Keeping every word and mark, copy all of the data.

[Point-per-instance localization data]
※ ※ ※
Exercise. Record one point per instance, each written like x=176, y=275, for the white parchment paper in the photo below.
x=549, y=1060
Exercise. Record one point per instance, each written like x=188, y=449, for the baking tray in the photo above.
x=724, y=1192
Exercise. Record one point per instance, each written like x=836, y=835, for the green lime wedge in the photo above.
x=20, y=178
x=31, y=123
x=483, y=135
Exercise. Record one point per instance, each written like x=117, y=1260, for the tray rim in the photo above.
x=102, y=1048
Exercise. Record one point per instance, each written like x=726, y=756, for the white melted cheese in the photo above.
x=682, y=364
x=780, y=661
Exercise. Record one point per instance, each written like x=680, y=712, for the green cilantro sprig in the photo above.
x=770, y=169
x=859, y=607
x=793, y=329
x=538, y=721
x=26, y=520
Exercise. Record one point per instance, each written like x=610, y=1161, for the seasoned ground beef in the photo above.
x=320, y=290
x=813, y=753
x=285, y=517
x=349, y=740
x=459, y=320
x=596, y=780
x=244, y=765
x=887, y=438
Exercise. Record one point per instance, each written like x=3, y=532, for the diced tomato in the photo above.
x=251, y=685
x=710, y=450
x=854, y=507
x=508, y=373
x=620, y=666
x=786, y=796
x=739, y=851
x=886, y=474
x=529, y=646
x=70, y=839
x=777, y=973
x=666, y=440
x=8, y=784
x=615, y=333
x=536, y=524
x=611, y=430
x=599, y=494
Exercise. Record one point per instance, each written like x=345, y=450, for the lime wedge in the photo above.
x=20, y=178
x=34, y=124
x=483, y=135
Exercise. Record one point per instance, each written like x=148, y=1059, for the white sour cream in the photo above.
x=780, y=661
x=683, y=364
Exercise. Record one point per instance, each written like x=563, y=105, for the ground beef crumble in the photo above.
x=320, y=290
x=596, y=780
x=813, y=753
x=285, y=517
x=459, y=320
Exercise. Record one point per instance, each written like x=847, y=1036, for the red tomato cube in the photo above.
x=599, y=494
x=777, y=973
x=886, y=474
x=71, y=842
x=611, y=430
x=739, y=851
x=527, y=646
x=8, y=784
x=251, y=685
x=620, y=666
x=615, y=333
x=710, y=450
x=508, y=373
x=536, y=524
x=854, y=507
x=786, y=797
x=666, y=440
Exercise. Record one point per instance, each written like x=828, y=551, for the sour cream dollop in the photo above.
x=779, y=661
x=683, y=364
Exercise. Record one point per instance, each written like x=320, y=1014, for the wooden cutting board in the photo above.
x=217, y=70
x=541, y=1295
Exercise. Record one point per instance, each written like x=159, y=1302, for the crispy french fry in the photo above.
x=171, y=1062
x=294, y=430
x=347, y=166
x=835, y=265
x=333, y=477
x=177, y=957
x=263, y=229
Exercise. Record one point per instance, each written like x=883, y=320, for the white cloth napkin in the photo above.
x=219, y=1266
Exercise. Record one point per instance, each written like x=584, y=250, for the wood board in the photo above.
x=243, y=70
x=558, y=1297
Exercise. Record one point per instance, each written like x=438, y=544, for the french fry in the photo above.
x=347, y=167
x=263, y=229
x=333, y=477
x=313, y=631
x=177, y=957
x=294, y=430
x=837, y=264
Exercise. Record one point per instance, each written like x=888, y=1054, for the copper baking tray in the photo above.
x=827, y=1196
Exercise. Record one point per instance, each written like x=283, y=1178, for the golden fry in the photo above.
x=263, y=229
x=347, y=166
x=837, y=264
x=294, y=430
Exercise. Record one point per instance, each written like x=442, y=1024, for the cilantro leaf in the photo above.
※ ※ ※
Result ->
Exercise. Record one point per instance, each written like x=176, y=275, for the white parchment paper in the photo below.
x=549, y=1060
Exercise. Record one point per instance, each written like x=188, y=449, for the baking tray in the photo above.
x=724, y=1192
Exercise. Record one point per instance, each written like x=836, y=835, for the green lime wedge in the photo above.
x=20, y=178
x=31, y=123
x=483, y=135
Exercise. Record one point per instance, each written like x=117, y=1260, for the tray rim in the photo above.
x=102, y=1048
Exercise. Record one point per instance, each written like x=726, y=756, for the white melted cheese in the photo above.
x=682, y=364
x=780, y=661
Exercise. Record one point per instance, each written like x=680, y=712, for the green cilantro sprig in the photo above.
x=770, y=169
x=859, y=607
x=793, y=329
x=538, y=721
x=26, y=520
Exercise. Record one point per instance, each written like x=610, y=1161, for the seasoned ground beef in the photo above.
x=320, y=290
x=813, y=753
x=285, y=517
x=349, y=740
x=459, y=320
x=596, y=780
x=244, y=765
x=887, y=438
Exercise. Record one point per instance, each written like x=3, y=532, for the diced tomato in the photo above.
x=251, y=685
x=710, y=450
x=854, y=507
x=508, y=373
x=620, y=666
x=786, y=796
x=739, y=851
x=886, y=474
x=529, y=646
x=70, y=839
x=777, y=973
x=666, y=440
x=8, y=784
x=615, y=333
x=536, y=524
x=611, y=430
x=599, y=494
Exercise. Record one point per instance, each written like x=345, y=450, for the lime wedge in the photo above.
x=20, y=178
x=34, y=124
x=483, y=135
Exercise. Record one point per instance, each written like x=148, y=1059, for the white sour cream in the photo above.
x=780, y=661
x=683, y=364
Exercise. Record one point per instance, each written like x=563, y=105, for the ground beef crumble in the photo above.
x=320, y=290
x=596, y=780
x=813, y=753
x=285, y=517
x=459, y=320
Exercise. Record one point per instance, each written like x=847, y=1036, for the red tomato cube in the photo above.
x=599, y=494
x=777, y=973
x=886, y=474
x=71, y=842
x=611, y=430
x=739, y=851
x=527, y=646
x=8, y=784
x=251, y=685
x=620, y=666
x=615, y=333
x=710, y=450
x=508, y=373
x=536, y=524
x=854, y=507
x=786, y=797
x=666, y=440
Exercise. Record one point per instance, each written like x=828, y=551, for the sour cream dollop in the photo above.
x=779, y=661
x=683, y=364
Exercise. Record one point per instance, each written like x=320, y=1014, for the wooden cutting board in the photo above.
x=217, y=70
x=541, y=1295
Exercise. Record one point per instance, each written like x=159, y=1302, for the crispy french fry in the photo above.
x=171, y=1062
x=294, y=430
x=347, y=166
x=835, y=265
x=333, y=477
x=177, y=957
x=263, y=229
Exercise. Record one point per instance, each written like x=883, y=320, for the white cloth napkin in the photo above.
x=219, y=1266
Exercise. Record one point per instance, each written like x=584, y=250, for the wood board in the photo above.
x=243, y=70
x=558, y=1297
Exercise. Record one point per instance, each written like x=438, y=544, for the french fry in the photo above.
x=347, y=167
x=263, y=229
x=333, y=477
x=313, y=631
x=177, y=957
x=294, y=430
x=837, y=264
Exercise. Record one point per instance, each written like x=888, y=1054, for the copper baking tray in the photo above.
x=827, y=1196
Exercise. Record one point per instance, each written like x=283, y=1178, for the golden fry in the photo above.
x=263, y=229
x=347, y=166
x=837, y=264
x=294, y=430
Exercise. Record one point per instance, each written like x=442, y=1024, for the cilantro leaf in the photo above.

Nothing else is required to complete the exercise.